Problem to solve:
Lines from the one containing "positive clicks: (44, 24) (54, 25) (15, 21)" through the final line of the entries below: reproduce them exactly, all of them and only them.

Records supplied:

· · · · ·

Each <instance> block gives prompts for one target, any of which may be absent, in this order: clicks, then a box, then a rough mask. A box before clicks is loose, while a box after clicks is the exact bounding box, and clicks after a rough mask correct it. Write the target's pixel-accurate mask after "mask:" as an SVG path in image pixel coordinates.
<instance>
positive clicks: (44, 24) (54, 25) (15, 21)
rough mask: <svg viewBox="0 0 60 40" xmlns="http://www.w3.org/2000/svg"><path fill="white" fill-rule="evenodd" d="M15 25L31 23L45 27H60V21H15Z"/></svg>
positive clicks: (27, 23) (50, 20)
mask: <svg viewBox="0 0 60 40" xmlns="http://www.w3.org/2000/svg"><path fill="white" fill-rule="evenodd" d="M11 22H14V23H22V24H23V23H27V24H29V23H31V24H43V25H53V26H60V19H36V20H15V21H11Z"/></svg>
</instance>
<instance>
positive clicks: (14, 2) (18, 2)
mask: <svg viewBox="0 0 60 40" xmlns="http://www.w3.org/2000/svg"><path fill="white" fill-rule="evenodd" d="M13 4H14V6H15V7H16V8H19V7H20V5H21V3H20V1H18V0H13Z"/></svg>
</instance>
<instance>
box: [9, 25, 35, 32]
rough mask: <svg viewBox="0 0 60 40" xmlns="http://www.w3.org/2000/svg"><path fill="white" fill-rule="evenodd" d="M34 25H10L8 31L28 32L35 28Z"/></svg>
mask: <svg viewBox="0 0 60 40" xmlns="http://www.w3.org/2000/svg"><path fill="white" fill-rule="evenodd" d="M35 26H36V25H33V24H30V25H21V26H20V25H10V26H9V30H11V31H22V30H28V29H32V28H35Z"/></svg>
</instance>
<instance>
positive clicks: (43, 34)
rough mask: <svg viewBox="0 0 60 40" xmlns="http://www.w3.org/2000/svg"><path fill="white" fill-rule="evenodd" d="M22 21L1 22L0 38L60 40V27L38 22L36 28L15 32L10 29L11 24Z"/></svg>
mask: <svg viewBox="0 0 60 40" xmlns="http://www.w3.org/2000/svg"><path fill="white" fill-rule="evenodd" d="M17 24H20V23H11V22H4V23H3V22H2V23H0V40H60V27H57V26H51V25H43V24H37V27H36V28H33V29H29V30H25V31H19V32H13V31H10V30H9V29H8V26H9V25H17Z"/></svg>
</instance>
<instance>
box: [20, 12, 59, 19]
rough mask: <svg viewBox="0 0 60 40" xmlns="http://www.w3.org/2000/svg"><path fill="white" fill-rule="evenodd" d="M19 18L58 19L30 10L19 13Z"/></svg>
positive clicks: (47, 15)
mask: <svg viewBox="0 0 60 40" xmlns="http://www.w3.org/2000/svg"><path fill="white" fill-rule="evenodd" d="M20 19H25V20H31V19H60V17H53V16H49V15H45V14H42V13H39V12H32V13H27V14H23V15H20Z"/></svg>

· · · · ·

Exercise answer:
positive clicks: (44, 24) (54, 25) (15, 21)
rough mask: <svg viewBox="0 0 60 40" xmlns="http://www.w3.org/2000/svg"><path fill="white" fill-rule="evenodd" d="M15 25L31 23L45 27H60V21H15Z"/></svg>
positive clicks: (27, 23) (50, 20)
mask: <svg viewBox="0 0 60 40" xmlns="http://www.w3.org/2000/svg"><path fill="white" fill-rule="evenodd" d="M11 22H14V23H22V24H23V23H27V24H29V23H31V24H43V25H53V26H60V19H36V20H15V21H11Z"/></svg>
</instance>
<instance>
positive clicks: (14, 2) (18, 2)
mask: <svg viewBox="0 0 60 40" xmlns="http://www.w3.org/2000/svg"><path fill="white" fill-rule="evenodd" d="M13 4H14V6H15V7H16V8H19V7H20V5H21V3H20V1H18V0H13Z"/></svg>
</instance>
<instance>
box: [9, 25, 35, 32]
rough mask: <svg viewBox="0 0 60 40" xmlns="http://www.w3.org/2000/svg"><path fill="white" fill-rule="evenodd" d="M34 25H10L8 31L28 32L35 28Z"/></svg>
mask: <svg viewBox="0 0 60 40" xmlns="http://www.w3.org/2000/svg"><path fill="white" fill-rule="evenodd" d="M35 26H36V25H33V24H30V25H21V26H20V25H10V26H9V30H11V31H22V30H28V29H32V28H35Z"/></svg>
</instance>
<instance>
positive clicks: (43, 34)
rough mask: <svg viewBox="0 0 60 40" xmlns="http://www.w3.org/2000/svg"><path fill="white" fill-rule="evenodd" d="M22 21L1 22L0 38L60 40V27L38 22L36 28L15 32L10 29L11 24Z"/></svg>
mask: <svg viewBox="0 0 60 40" xmlns="http://www.w3.org/2000/svg"><path fill="white" fill-rule="evenodd" d="M17 24H20V23H11V22H4V23H3V22H2V23H0V40H60V27H57V26H51V25H43V24H37V27H36V28H33V29H29V30H25V31H19V32H13V31H10V30H9V29H8V26H9V25H17Z"/></svg>
</instance>
<instance>
box: [20, 12, 59, 19]
rough mask: <svg viewBox="0 0 60 40" xmlns="http://www.w3.org/2000/svg"><path fill="white" fill-rule="evenodd" d="M19 18L58 19L30 10L19 13Z"/></svg>
positive clicks: (47, 15)
mask: <svg viewBox="0 0 60 40" xmlns="http://www.w3.org/2000/svg"><path fill="white" fill-rule="evenodd" d="M20 19H25V20H31V19H60V17H53V16H49V15H45V14H42V13H39V12H32V13H27V14H23V15H20Z"/></svg>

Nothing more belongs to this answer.